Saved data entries
-- -- --

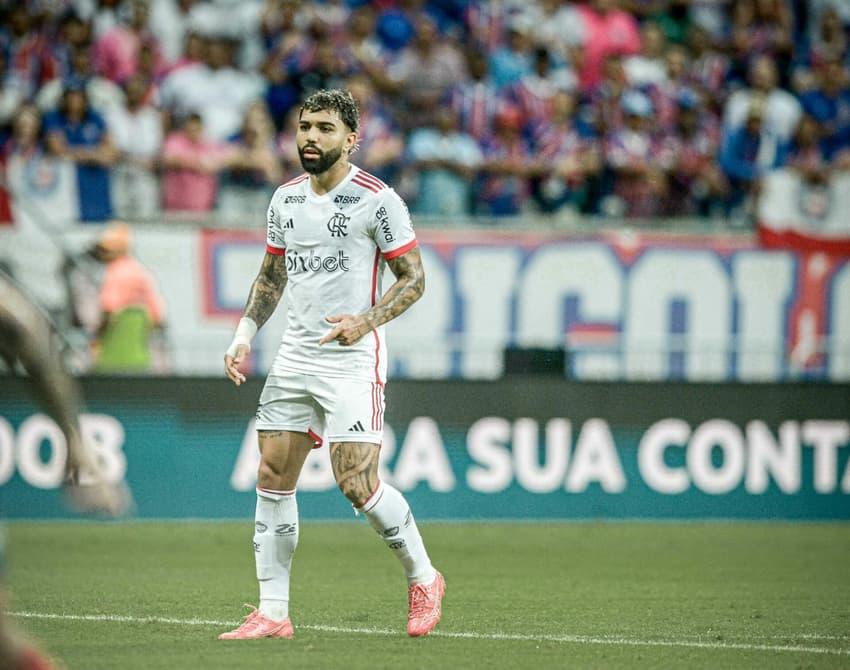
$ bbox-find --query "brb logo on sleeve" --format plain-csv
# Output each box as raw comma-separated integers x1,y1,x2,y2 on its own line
327,213,350,237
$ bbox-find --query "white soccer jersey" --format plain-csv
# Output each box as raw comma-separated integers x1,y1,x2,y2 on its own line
265,165,417,383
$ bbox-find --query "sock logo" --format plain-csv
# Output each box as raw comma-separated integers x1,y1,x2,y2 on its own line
255,522,268,533
382,526,399,537
348,420,365,432
276,523,297,536
388,540,406,550
403,510,412,527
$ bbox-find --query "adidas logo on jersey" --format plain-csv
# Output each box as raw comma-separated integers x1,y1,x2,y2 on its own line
282,218,294,229
348,421,365,432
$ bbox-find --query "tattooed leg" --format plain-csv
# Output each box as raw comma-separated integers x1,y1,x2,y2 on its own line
330,442,380,506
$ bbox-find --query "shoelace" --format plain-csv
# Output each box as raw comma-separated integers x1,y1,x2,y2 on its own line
235,605,260,632
408,584,431,618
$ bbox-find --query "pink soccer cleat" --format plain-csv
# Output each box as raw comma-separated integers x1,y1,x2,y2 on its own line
407,571,446,637
218,605,294,640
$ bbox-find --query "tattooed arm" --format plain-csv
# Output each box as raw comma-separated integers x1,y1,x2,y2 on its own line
225,252,287,385
318,247,424,346
244,252,288,329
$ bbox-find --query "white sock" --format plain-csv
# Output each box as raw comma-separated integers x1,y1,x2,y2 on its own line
254,487,298,621
360,481,436,585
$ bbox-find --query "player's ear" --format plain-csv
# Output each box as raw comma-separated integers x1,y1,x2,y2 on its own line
347,132,358,155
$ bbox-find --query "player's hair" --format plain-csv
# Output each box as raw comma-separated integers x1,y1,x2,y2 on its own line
300,89,359,133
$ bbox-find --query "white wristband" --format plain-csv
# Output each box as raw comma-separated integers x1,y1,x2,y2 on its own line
226,317,257,358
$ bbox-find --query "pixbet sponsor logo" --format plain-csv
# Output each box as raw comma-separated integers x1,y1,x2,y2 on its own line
285,249,351,273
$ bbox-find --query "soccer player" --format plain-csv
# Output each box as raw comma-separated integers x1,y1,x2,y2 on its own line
219,89,444,640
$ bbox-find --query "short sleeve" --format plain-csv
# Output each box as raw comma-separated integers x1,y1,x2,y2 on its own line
373,188,417,259
266,190,286,255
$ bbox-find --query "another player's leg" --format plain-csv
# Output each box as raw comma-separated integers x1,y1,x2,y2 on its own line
330,442,445,637
219,430,313,640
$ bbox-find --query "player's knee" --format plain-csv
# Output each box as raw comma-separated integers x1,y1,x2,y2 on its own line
337,478,369,507
257,460,284,490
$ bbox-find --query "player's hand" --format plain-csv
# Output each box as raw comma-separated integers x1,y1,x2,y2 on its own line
224,343,250,386
319,314,373,346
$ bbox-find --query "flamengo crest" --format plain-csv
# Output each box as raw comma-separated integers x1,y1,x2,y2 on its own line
327,212,350,237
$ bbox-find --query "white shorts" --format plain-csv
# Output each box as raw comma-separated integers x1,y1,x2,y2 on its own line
255,373,385,445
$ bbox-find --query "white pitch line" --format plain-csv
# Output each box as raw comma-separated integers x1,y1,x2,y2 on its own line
8,611,850,657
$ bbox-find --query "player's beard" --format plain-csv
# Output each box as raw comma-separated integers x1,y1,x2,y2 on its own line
298,143,344,174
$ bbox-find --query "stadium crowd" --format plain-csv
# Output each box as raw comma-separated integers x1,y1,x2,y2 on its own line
1,0,850,222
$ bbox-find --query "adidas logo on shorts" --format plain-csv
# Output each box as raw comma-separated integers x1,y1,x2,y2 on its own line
348,421,365,432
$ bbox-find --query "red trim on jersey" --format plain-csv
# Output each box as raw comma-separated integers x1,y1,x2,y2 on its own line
282,173,308,187
307,428,323,448
352,176,383,193
383,239,418,260
357,170,388,189
370,249,383,386
266,244,285,256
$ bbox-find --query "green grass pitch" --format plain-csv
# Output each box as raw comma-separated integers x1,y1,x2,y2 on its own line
5,521,850,669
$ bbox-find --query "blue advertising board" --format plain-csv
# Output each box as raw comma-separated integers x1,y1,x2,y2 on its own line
1,378,848,519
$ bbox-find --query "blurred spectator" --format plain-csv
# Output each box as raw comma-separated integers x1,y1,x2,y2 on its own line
530,91,602,214
90,222,165,373
647,44,693,131
161,113,234,212
345,5,403,95
806,7,847,66
105,74,162,218
724,55,802,142
574,0,641,92
690,0,733,40
668,89,727,215
275,106,302,176
650,0,692,45
44,81,118,222
730,0,794,81
786,114,829,184
604,89,676,218
449,50,504,142
294,33,353,96
93,0,164,85
346,75,404,184
77,0,124,40
0,50,27,126
149,0,199,65
387,16,466,129
509,47,576,125
488,17,534,91
687,24,730,106
0,5,58,101
218,102,281,217
799,60,850,159
719,96,788,216
37,45,125,114
52,11,93,80
160,37,264,141
624,21,668,87
522,0,584,62
476,105,536,216
261,10,312,129
168,31,206,73
4,105,80,227
587,54,630,139
407,107,482,216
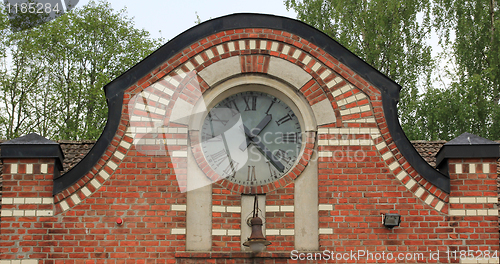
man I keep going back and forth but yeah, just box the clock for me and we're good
[200,91,303,186]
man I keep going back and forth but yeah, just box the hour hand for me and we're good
[240,124,284,172]
[239,115,272,151]
[252,138,285,172]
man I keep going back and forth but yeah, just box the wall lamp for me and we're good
[382,213,401,228]
[243,195,271,253]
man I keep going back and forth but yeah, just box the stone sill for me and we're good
[174,251,292,259]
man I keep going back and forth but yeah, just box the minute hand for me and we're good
[239,114,272,151]
[241,124,285,172]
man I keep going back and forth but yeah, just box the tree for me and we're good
[285,0,434,140]
[0,0,163,140]
[429,0,500,140]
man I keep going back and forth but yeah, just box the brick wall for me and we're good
[1,17,499,264]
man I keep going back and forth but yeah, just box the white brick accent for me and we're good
[382,151,393,161]
[469,163,476,173]
[0,259,39,264]
[25,198,42,204]
[36,210,53,217]
[260,40,267,50]
[249,40,256,50]
[318,152,332,158]
[172,205,187,211]
[227,230,241,236]
[311,62,321,71]
[488,209,498,216]
[228,42,235,52]
[280,229,294,236]
[425,195,434,205]
[450,209,498,216]
[405,179,416,190]
[282,45,290,55]
[26,164,33,174]
[206,49,214,59]
[317,128,329,134]
[265,229,280,236]
[60,200,69,211]
[1,210,13,217]
[212,229,226,236]
[265,206,280,212]
[318,204,333,211]
[216,45,224,55]
[107,161,118,170]
[388,161,399,171]
[226,206,241,213]
[455,164,462,173]
[265,205,294,212]
[270,42,278,51]
[376,142,386,151]
[212,206,226,213]
[302,55,311,65]
[483,163,490,173]
[41,164,48,173]
[396,171,407,181]
[194,55,204,65]
[90,179,101,189]
[10,164,18,174]
[114,151,125,160]
[2,197,53,205]
[171,228,186,235]
[435,201,444,211]
[449,197,498,204]
[449,210,466,216]
[415,187,425,198]
[319,228,333,234]
[81,187,91,197]
[99,170,110,180]
[172,151,187,158]
[71,194,81,205]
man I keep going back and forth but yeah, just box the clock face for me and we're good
[200,91,302,186]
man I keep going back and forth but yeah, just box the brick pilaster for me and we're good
[0,133,63,262]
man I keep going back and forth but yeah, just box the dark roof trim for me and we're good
[54,13,450,194]
[436,133,500,168]
[1,133,64,172]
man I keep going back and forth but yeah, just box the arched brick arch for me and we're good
[52,14,449,215]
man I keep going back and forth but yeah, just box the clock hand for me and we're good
[252,137,285,172]
[240,124,285,172]
[251,114,272,137]
[239,114,272,151]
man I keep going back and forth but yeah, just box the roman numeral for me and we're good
[224,100,240,116]
[275,149,291,163]
[266,161,278,179]
[210,149,228,165]
[208,112,228,126]
[244,96,257,111]
[275,113,293,126]
[247,166,256,182]
[282,132,301,143]
[223,159,239,177]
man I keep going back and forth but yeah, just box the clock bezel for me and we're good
[188,75,318,194]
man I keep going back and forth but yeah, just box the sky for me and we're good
[78,0,298,41]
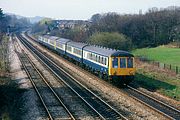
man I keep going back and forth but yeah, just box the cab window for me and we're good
[112,58,118,68]
[127,57,133,68]
[120,58,126,68]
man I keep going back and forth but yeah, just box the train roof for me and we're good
[84,45,133,57]
[43,35,50,39]
[40,35,133,57]
[41,35,59,40]
[49,36,59,40]
[56,38,71,44]
[111,50,134,57]
[67,41,88,49]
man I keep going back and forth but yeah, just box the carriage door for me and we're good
[111,57,119,75]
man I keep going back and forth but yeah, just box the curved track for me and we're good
[17,33,128,120]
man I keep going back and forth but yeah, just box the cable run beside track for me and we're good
[17,33,128,120]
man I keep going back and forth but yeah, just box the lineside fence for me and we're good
[136,56,180,74]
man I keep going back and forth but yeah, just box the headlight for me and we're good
[129,70,134,75]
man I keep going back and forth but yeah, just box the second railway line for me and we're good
[14,36,76,120]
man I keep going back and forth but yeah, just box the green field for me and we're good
[132,46,180,100]
[132,46,180,66]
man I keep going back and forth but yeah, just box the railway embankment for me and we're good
[0,36,21,120]
[133,59,180,107]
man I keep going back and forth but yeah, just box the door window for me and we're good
[112,58,118,68]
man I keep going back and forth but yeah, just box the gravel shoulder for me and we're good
[9,36,47,120]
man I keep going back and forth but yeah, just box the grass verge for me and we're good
[0,77,26,120]
[132,69,180,101]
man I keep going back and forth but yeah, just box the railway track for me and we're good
[123,85,180,120]
[17,33,128,120]
[14,38,75,120]
[25,32,180,120]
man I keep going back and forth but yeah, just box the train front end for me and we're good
[108,52,135,84]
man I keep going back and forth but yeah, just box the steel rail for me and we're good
[126,85,180,120]
[26,53,76,120]
[15,47,54,120]
[15,36,75,120]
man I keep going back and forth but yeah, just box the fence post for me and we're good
[170,64,171,70]
[176,66,178,74]
[164,63,166,69]
[158,62,160,67]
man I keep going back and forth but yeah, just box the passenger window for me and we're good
[98,56,100,63]
[93,54,95,61]
[127,57,133,68]
[112,58,118,68]
[120,58,126,68]
[90,53,92,59]
[67,46,72,52]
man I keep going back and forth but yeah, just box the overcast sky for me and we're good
[0,0,180,20]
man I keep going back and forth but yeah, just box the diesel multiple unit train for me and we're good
[36,35,135,84]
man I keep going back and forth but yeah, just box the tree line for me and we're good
[89,6,180,48]
[0,8,31,74]
[32,6,180,50]
[0,8,31,37]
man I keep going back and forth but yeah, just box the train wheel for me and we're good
[106,76,112,83]
[87,66,91,71]
[103,74,108,81]
[99,72,103,79]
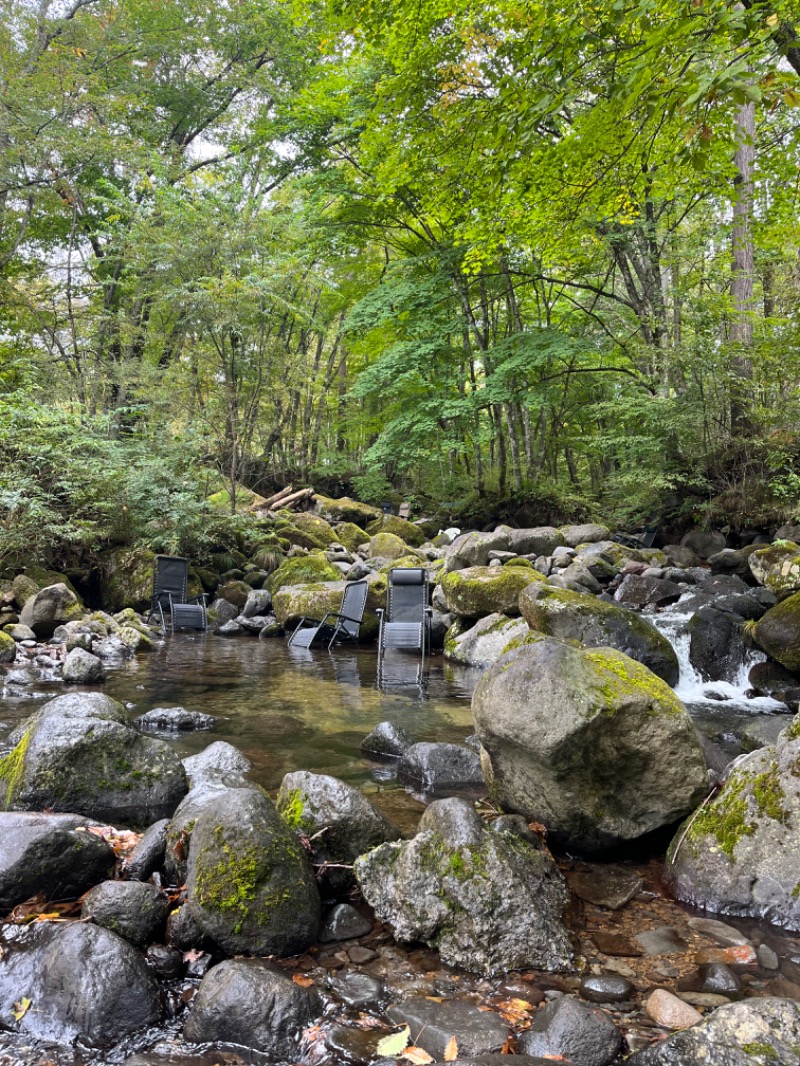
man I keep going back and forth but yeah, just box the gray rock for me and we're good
[699,962,742,996]
[164,777,250,884]
[473,639,707,853]
[664,544,702,568]
[666,726,800,929]
[387,997,510,1059]
[0,921,160,1046]
[444,613,529,668]
[0,811,114,912]
[398,742,484,791]
[3,692,187,825]
[361,721,413,760]
[560,524,612,548]
[580,974,635,1003]
[681,530,728,560]
[634,926,689,956]
[319,903,374,942]
[135,706,216,732]
[124,818,169,880]
[517,996,623,1066]
[709,546,759,578]
[241,588,272,617]
[216,619,244,636]
[444,530,511,573]
[185,787,320,956]
[182,740,251,788]
[62,647,106,684]
[5,623,36,641]
[277,770,401,894]
[520,584,679,685]
[82,880,170,946]
[92,634,133,660]
[355,797,572,975]
[614,574,683,610]
[329,971,385,1009]
[208,597,239,624]
[688,607,749,683]
[19,583,83,638]
[686,917,751,947]
[748,660,799,697]
[627,997,800,1065]
[504,526,565,557]
[183,958,320,1057]
[143,944,183,979]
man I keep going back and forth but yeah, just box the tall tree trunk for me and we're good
[730,98,755,432]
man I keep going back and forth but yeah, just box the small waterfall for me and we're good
[648,599,786,713]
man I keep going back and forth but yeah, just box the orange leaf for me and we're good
[292,974,314,988]
[403,1047,434,1065]
[444,1036,458,1061]
[501,1036,517,1054]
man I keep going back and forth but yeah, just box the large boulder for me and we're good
[441,565,546,618]
[0,922,160,1046]
[627,998,800,1065]
[502,526,565,556]
[472,640,708,853]
[0,811,114,913]
[314,494,382,526]
[185,787,321,955]
[398,742,484,791]
[0,630,15,663]
[334,521,370,552]
[19,582,83,638]
[272,580,344,628]
[688,606,749,682]
[444,613,529,667]
[266,554,342,595]
[614,574,683,610]
[681,529,727,559]
[369,531,418,561]
[666,720,800,929]
[520,584,679,685]
[1,692,187,824]
[752,593,800,671]
[366,514,426,547]
[284,511,338,549]
[277,771,401,894]
[443,530,511,573]
[99,548,156,612]
[748,541,800,599]
[183,958,321,1057]
[355,797,572,975]
[560,523,611,547]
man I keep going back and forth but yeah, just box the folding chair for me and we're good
[376,568,431,680]
[288,579,369,650]
[146,555,207,632]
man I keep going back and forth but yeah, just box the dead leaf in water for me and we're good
[443,1036,458,1061]
[12,997,31,1021]
[402,1047,434,1064]
[376,1025,410,1057]
[292,974,314,988]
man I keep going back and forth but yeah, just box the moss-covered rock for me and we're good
[366,514,426,547]
[748,541,800,599]
[314,494,382,526]
[520,583,679,685]
[265,554,341,595]
[185,787,320,956]
[752,592,800,672]
[472,639,708,853]
[444,613,530,668]
[666,723,800,929]
[272,581,345,629]
[19,583,85,638]
[11,573,40,608]
[100,549,156,612]
[216,579,251,609]
[441,565,546,618]
[0,630,15,663]
[334,521,370,552]
[206,482,267,510]
[279,512,338,551]
[368,532,419,561]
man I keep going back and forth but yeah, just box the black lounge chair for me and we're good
[147,555,207,632]
[376,567,431,679]
[288,579,369,650]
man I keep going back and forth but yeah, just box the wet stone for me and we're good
[134,707,216,733]
[567,867,644,910]
[387,996,510,1059]
[517,995,623,1066]
[634,926,690,956]
[326,1025,383,1065]
[591,930,644,957]
[319,903,374,942]
[686,916,751,947]
[348,945,377,964]
[679,991,731,1008]
[580,973,636,1003]
[328,972,385,1009]
[698,962,742,996]
[144,944,184,980]
[758,944,780,970]
[361,720,413,760]
[694,944,757,967]
[81,880,170,947]
[124,818,169,881]
[645,988,702,1030]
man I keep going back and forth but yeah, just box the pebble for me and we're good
[635,926,689,956]
[757,944,779,970]
[678,991,731,1008]
[695,944,757,967]
[348,946,378,964]
[580,974,635,1003]
[687,917,751,947]
[645,988,703,1030]
[699,961,742,996]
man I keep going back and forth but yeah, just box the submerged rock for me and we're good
[183,958,320,1057]
[398,742,484,791]
[360,721,413,760]
[472,639,708,853]
[185,786,320,956]
[387,996,511,1059]
[666,721,800,929]
[355,797,572,975]
[0,922,160,1047]
[135,706,216,732]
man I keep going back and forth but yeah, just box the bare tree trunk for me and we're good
[730,98,755,431]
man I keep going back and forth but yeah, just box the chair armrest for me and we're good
[376,609,384,618]
[188,593,209,605]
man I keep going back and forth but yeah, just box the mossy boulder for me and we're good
[185,787,321,956]
[277,770,401,894]
[11,573,40,608]
[444,613,529,668]
[206,482,267,510]
[272,581,345,629]
[1,692,187,825]
[100,548,156,612]
[472,639,708,853]
[279,512,338,551]
[749,541,800,599]
[520,584,679,685]
[266,554,341,595]
[0,630,15,664]
[334,521,370,552]
[666,722,800,929]
[366,514,426,547]
[19,583,85,638]
[216,579,251,609]
[354,797,572,976]
[368,531,416,561]
[444,530,511,573]
[441,565,547,619]
[752,592,800,672]
[314,494,382,526]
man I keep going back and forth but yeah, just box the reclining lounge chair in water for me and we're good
[288,579,369,650]
[146,555,208,632]
[376,567,431,680]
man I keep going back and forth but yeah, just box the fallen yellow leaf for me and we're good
[444,1035,459,1061]
[12,997,31,1021]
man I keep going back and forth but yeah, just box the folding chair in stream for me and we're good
[288,579,369,651]
[146,555,208,632]
[376,567,431,680]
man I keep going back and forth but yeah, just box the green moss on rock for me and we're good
[266,554,341,595]
[441,565,546,618]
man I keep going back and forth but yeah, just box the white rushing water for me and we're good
[648,599,786,713]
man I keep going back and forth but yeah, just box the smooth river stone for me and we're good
[568,867,644,909]
[645,989,702,1030]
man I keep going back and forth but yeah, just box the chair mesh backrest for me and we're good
[153,555,188,604]
[387,568,427,622]
[340,580,369,636]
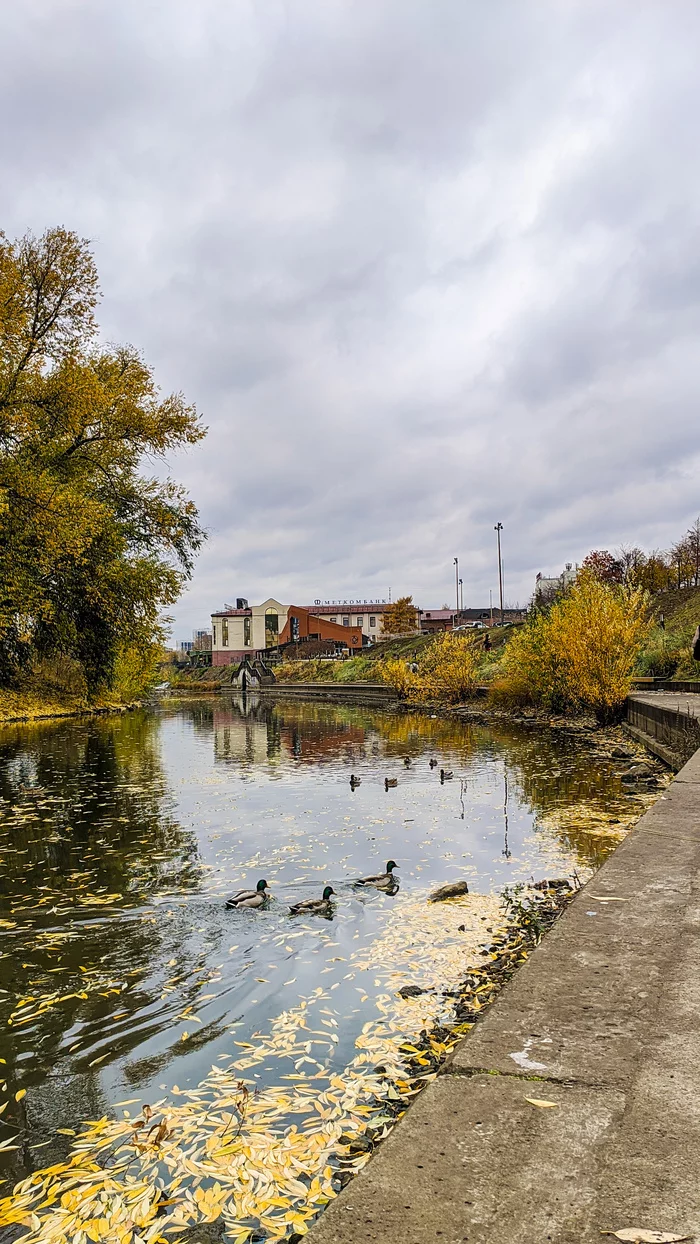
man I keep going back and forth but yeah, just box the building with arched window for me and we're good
[210,598,390,665]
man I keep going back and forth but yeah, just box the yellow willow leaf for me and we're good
[14,1090,26,1102]
[524,1097,558,1109]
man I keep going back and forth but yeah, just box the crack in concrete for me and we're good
[442,1064,590,1087]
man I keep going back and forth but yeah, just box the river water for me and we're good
[0,697,660,1241]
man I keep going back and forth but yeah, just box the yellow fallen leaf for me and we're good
[524,1097,558,1108]
[14,1089,26,1102]
[600,1233,691,1243]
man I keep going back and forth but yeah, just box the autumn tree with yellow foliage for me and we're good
[381,631,479,704]
[381,595,419,636]
[0,227,205,696]
[494,571,651,723]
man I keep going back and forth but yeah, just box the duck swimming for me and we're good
[350,774,361,788]
[403,757,412,767]
[356,860,399,890]
[225,879,269,909]
[289,886,336,916]
[385,777,398,789]
[440,769,454,781]
[429,759,438,768]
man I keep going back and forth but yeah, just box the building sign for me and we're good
[313,598,388,606]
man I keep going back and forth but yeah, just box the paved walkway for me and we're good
[630,689,700,717]
[309,748,700,1244]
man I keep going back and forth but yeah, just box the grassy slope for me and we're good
[636,586,700,679]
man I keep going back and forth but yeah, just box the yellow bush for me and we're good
[110,641,163,701]
[494,571,651,722]
[380,633,479,704]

-- -- --

WHAT THIS TASK INVOLVES
In the entries above, identify every line with the word "player". Copy those lines.

SOLUTION
$ bbox-find --query "player's ear" --format plain-csv
$ bbox-find --query "player's hair" --format plain-csv
$ bbox-find --query "soccer player" --format plain-csv
$ bbox-find --query "another player's leg" --format plain-csv
$ bbox-find --query "player's knee" --format plain-csv
$ bbox-find --query "player's hand" --format plain-csv
$ bbox-find --query "player's beard" --format plain-csv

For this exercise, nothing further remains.